──────── Material for this exercise ────────

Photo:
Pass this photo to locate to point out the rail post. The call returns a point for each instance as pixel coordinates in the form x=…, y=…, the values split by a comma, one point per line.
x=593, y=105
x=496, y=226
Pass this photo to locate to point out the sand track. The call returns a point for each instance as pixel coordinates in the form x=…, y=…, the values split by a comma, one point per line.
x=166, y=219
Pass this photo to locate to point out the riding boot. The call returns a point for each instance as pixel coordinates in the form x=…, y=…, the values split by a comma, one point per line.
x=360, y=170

────────

What to produce: Print all of the entries exactly as they are written.

The output:
Photo:
Pass this photo to locate to point out the rail post. The call returns a point for each instance as pixel coordinates in the form x=…, y=…, the values split by a comma, one point per line.
x=593, y=105
x=496, y=226
Pass this photo to locate to point out the sand track. The call returns a point for each instance as pixel coordinates in the form x=…, y=…, the values split by a comma, one point per line.
x=166, y=219
Pass this photo to locate to point out the riding boot. The call returns a point for each instance as pixel coordinates in the form x=…, y=…, the values split by a comma, one point per line.
x=360, y=170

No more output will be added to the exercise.